Exercise task | Reproduce the stretch below from the line containing "Task: point to every instance of the shoulder." through the end of the entries, keeping every line unchanged.

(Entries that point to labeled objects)
Begin

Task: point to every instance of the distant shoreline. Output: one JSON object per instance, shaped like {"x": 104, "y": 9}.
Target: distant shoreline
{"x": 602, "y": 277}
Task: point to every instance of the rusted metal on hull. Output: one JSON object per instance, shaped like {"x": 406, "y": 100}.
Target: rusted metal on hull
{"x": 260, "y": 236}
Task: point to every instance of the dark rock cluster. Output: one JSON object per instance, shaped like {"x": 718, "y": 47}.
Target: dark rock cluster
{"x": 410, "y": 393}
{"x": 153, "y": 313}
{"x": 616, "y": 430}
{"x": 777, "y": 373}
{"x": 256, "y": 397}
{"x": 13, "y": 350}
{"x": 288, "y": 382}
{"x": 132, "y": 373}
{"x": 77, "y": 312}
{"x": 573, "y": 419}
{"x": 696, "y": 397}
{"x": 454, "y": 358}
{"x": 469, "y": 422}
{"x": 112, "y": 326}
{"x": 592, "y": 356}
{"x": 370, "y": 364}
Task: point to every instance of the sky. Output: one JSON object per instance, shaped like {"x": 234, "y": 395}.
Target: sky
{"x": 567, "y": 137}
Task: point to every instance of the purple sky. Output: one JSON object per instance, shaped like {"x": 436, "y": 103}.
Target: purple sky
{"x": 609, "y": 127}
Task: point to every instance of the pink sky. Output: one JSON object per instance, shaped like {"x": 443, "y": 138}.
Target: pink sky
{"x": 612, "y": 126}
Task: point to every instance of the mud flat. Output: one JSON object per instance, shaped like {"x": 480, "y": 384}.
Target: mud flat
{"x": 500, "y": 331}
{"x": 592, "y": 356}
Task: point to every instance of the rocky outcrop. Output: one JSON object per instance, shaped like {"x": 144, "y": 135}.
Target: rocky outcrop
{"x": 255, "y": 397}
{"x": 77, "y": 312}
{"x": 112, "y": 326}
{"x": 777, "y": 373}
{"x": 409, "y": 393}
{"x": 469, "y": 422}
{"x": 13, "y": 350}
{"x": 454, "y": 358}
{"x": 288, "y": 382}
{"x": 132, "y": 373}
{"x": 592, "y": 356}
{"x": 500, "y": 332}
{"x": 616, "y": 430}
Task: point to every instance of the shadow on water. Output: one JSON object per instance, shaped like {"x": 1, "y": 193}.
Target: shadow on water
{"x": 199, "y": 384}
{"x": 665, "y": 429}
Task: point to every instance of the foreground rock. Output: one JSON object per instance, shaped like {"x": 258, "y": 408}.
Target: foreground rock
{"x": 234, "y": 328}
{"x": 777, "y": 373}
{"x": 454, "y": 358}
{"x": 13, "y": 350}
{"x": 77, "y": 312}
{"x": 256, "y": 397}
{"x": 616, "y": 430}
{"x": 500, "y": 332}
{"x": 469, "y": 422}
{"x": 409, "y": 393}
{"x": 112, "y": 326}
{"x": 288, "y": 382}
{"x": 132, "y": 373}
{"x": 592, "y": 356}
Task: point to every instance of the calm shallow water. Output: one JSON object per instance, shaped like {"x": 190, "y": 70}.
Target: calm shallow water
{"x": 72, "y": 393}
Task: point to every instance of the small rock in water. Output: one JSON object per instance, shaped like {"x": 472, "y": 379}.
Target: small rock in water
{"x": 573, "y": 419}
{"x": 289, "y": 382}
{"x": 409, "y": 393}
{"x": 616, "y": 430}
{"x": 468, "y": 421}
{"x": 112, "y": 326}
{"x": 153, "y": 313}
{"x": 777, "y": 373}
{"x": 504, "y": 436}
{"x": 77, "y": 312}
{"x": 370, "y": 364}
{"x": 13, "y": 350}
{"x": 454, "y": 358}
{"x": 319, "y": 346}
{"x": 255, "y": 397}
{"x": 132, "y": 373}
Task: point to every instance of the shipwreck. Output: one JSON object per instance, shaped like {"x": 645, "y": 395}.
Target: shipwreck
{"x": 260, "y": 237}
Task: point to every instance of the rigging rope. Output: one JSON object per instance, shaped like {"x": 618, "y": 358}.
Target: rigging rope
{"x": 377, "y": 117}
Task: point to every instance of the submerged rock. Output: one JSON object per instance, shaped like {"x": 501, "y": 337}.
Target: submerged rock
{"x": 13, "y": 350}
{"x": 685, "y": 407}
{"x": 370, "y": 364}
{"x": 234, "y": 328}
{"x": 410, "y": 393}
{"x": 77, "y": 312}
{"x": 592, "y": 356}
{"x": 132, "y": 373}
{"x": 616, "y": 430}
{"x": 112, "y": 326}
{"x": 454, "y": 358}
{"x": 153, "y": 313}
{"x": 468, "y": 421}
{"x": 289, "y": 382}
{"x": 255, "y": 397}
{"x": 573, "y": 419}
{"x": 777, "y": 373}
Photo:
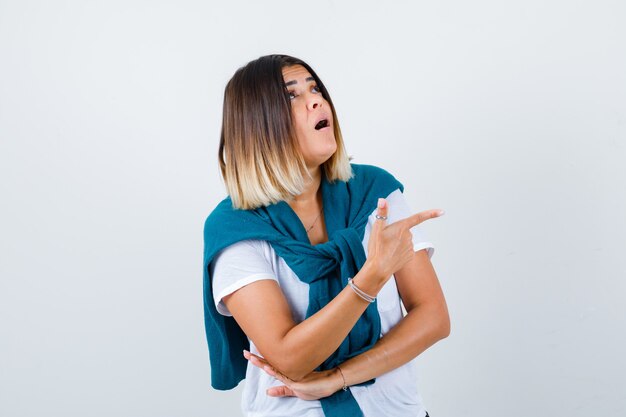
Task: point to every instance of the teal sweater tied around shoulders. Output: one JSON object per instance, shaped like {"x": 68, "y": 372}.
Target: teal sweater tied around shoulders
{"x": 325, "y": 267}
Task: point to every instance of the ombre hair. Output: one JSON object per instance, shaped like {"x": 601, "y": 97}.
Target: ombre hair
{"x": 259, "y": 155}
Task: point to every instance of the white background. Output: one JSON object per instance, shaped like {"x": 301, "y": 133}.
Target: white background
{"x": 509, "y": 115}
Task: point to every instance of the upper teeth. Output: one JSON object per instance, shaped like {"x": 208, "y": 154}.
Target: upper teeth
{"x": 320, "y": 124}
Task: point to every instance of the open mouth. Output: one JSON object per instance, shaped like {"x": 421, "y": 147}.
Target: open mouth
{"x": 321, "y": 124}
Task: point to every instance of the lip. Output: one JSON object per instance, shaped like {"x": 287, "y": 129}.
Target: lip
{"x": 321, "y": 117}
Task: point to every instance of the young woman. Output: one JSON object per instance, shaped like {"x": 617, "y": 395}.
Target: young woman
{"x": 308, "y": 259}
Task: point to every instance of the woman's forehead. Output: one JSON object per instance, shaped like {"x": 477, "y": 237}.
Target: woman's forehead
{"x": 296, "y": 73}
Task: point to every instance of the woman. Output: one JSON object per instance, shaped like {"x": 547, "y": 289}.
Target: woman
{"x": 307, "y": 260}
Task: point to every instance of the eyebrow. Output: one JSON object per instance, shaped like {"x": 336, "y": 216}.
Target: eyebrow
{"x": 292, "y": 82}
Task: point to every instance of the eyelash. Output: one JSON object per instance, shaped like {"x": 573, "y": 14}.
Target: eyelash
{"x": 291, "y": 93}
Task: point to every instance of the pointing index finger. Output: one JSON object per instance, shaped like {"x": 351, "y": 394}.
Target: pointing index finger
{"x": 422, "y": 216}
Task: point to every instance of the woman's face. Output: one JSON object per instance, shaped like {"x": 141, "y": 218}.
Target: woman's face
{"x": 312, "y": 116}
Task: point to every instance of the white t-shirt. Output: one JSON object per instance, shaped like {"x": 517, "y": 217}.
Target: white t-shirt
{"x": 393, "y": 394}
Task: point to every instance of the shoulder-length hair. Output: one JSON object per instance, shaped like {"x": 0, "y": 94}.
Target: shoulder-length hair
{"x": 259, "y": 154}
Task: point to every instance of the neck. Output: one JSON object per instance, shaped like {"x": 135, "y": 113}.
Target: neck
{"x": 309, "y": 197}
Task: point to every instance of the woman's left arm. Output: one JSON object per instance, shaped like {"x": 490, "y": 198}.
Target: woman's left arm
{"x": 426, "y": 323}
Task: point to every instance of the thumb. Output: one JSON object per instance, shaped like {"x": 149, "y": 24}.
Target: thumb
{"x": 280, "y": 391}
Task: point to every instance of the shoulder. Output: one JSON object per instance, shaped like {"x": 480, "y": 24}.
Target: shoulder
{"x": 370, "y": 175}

End

Written response |
Task: point to every instance of the shoulder. Output: one JSON object per instance, shaped like {"x": 480, "y": 24}.
Target: shoulder
{"x": 370, "y": 175}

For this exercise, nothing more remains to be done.